Extracted text>
# San Francisco Bee shrimp.



## sfshrimp1 (Nov 22, 2010)

Hi. I am new to this forum. 
I have been keeping bee shrimp for the last couple of years. We have great water in the bay area that shrimp love. Good quality shrimp is hard to come by. 
Started with 2 S grade Taiwan bee shrimp. Threw those in a tank with a half dozen CBS and the rest was history. Here are a couple if pics...
Calvin


----------



## JTang (Apr 21, 2010)

They look awesome! Great job!


----------



## MananaP (Apr 22, 2010)

Nice shrimps bro, winter is here it's always better for the shrimps.


----------



## fraggalrock (Apr 21, 2010)

Very nice shrimps! Welcome to BCA

Sherry


----------



## plantedinvertz (Apr 21, 2010)

Ooh Niiice Shrimp; Welcome!


----------



## effox (Apr 21, 2010)

Nice shrimp man. You should see if someone will ship from BC. In our lower mainland alone we have multiple people with very high grade shrimp.


----------



## Ursus sapien (Apr 21, 2010)

welcome to the 'hood.

beautiful shrimp.


----------



## djamm (Sep 25, 2010)

Great looking shrimp!!!


----------

Supplied entries>
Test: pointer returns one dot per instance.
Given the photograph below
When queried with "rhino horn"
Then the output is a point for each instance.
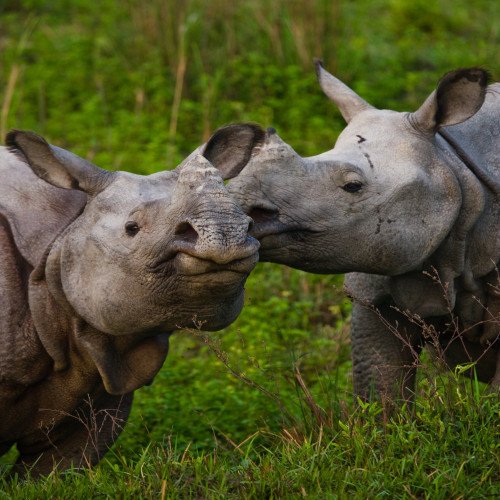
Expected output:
(58, 166)
(459, 95)
(348, 102)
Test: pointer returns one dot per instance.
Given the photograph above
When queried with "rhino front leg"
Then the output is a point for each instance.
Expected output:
(83, 442)
(384, 357)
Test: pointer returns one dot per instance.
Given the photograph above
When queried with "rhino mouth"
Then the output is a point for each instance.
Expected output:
(267, 226)
(190, 265)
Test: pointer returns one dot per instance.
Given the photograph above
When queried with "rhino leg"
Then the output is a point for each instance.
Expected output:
(460, 351)
(385, 357)
(85, 441)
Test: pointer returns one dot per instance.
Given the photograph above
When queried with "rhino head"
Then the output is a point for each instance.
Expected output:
(381, 201)
(145, 254)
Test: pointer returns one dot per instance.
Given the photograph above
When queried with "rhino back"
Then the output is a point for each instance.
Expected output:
(478, 139)
(35, 211)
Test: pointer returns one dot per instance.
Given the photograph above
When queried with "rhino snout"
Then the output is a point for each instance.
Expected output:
(217, 246)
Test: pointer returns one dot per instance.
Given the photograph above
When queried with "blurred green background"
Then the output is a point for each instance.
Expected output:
(137, 85)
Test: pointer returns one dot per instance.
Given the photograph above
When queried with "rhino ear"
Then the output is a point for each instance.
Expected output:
(231, 147)
(459, 95)
(348, 102)
(58, 166)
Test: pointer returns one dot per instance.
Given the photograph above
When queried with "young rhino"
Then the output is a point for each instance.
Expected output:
(401, 197)
(96, 269)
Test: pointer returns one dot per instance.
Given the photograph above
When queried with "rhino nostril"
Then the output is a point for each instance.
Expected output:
(186, 231)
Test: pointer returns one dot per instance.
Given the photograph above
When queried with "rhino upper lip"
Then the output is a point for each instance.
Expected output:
(189, 265)
(199, 265)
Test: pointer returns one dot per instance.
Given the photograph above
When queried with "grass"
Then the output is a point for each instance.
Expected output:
(264, 408)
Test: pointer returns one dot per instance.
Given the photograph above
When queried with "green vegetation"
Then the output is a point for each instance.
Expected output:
(264, 408)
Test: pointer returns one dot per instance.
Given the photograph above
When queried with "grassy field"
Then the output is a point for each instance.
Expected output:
(263, 409)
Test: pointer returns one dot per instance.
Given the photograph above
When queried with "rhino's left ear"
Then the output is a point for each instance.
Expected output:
(459, 95)
(58, 166)
(231, 147)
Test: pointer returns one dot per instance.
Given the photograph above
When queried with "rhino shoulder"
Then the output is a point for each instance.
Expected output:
(35, 210)
(477, 140)
(372, 289)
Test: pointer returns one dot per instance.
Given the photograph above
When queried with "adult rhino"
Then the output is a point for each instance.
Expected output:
(96, 269)
(409, 205)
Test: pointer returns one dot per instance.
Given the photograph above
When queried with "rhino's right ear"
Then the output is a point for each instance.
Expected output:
(58, 166)
(458, 96)
(231, 147)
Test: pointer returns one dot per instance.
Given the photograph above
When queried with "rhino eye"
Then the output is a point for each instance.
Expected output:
(131, 228)
(352, 187)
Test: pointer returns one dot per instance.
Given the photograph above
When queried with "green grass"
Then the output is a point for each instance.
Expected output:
(264, 408)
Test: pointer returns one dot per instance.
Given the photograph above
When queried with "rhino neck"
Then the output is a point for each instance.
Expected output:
(452, 276)
(123, 363)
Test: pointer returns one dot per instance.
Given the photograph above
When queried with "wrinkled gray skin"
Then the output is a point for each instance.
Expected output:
(96, 269)
(392, 201)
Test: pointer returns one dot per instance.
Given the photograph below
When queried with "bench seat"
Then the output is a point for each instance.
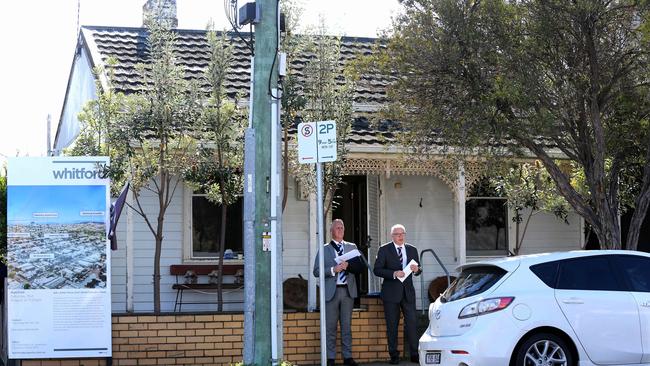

Problems to solve>
**1.** From the bee shrimp thread, quote the passage between "## sfshrimp1 (Nov" and "couple if pics...", inclusive.
**2.** In the bee shrimp thread, what reason does effox give for suggesting that Calvin look for someone to ship from BC? Answer in one to three sentences.

Problem solutions>
**1.**
## sfshrimp1 (Nov 22, 2010)

Hi. I am new to this forum. 
I have been keeping bee shrimp for the last couple of years. We have great water in the bay area that shrimp love. Good quality shrimp is hard to come by. 
Started with 2 S grade Taiwan bee shrimp. Threw those in a tank with a half dozen CBS and the rest was history. Here are a couple if pics...

**2.** Effox notes that the lower mainland alone has multiple people with very high grade shrimp.